──────── Selected excerpt
Hi Richard. You ask, “People who identify as utilitarians, do you bite the bullet on such cases? And what is the distribution of opinions amongst academic philosophers who subscribe to utilitarianism?”
Those are good questions, and I hope utilitarians or similar consequentialists reply.
It may be difficult to find out what utilitarians and consequentialists really think of such cases. Such theories could be understood as sometimes prescribing ‘say whatever is optimal to say; that is, say whatever will bring about the best results.’ It might be optimal to pretend to not bite the bullet even though the person actually does.
────────────────
──────── Data provided
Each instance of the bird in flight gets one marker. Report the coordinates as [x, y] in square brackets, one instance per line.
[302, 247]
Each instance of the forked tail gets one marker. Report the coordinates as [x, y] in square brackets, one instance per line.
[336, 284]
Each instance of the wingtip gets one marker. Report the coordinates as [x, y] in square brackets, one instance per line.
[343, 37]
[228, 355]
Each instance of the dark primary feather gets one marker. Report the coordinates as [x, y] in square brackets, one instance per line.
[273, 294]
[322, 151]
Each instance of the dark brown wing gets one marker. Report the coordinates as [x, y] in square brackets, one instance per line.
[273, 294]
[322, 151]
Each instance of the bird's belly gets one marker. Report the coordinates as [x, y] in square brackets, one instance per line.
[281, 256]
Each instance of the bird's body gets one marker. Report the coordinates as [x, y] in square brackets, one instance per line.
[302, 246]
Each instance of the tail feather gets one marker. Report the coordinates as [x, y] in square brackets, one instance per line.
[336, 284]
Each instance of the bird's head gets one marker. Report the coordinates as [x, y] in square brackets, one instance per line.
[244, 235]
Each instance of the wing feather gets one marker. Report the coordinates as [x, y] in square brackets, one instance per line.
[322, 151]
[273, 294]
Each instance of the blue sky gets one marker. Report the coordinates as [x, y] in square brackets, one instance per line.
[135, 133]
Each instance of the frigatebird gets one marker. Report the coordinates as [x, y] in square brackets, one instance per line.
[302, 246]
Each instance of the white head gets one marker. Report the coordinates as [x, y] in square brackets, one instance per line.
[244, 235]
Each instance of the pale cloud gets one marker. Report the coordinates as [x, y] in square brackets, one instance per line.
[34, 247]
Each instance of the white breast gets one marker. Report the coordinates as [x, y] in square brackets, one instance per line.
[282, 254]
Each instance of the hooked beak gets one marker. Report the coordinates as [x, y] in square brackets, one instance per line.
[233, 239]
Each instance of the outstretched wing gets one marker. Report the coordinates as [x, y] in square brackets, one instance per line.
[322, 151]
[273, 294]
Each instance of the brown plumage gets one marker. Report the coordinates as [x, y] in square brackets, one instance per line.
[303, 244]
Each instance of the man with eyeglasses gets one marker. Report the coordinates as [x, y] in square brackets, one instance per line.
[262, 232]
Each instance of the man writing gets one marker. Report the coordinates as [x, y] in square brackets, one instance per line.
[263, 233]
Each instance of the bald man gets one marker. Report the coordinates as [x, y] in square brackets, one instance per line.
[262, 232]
────────────────
Activities:
• a. Print the portion of the reply on utilitarianism starting at "It may be difficult" and ending at "person actually does.".
• b. Carry on the reply on utilitarianism from its final sentence.
The records have no connection to the reply on utilitarianism.

Task-by-task answers:
• a.
It may be difficult to find out what utilitarians and consequentialists really think of such cases. Such theories could be understood as sometimes prescribing ‘say whatever is optimal to say; that is, say whatever will bring about the best results.’ It might be optimal to pretend to not bite the bullet even though the person actually does.

• b.
Regarding the opinions among academic philosophers who subscribe to traditional utilitarianism. I don’t know of many such people who are alive, but a few are Torbjörn Tännsjö, Peter Singer, Yew-Kwang Ng (is my impression), and Katarzyna de Lazari-Radek (is also my impression). And Toby Ord has written, “I am very sympathetic towards Utilitarianism, carefully construed.” Tännsjö (2000) says, “Few people today seem to believe that utilitarianism is a plausible doctrine at all.” Perhaps others could list additional currently living academic philosophers who are traditional utilitarians, but otherwise it’s a very small population when talking about a distribution. Here is a list https://en.wikipedia.org/wiki/List_of_utilitarians#Living, but it includes people who are not academic philosophers, like Krauss, Layard, Lindström, Matheny and Reese, and it lists negative utilitarian David Pearce, and I doubt it is correct regarding the academic philosophers included in the list.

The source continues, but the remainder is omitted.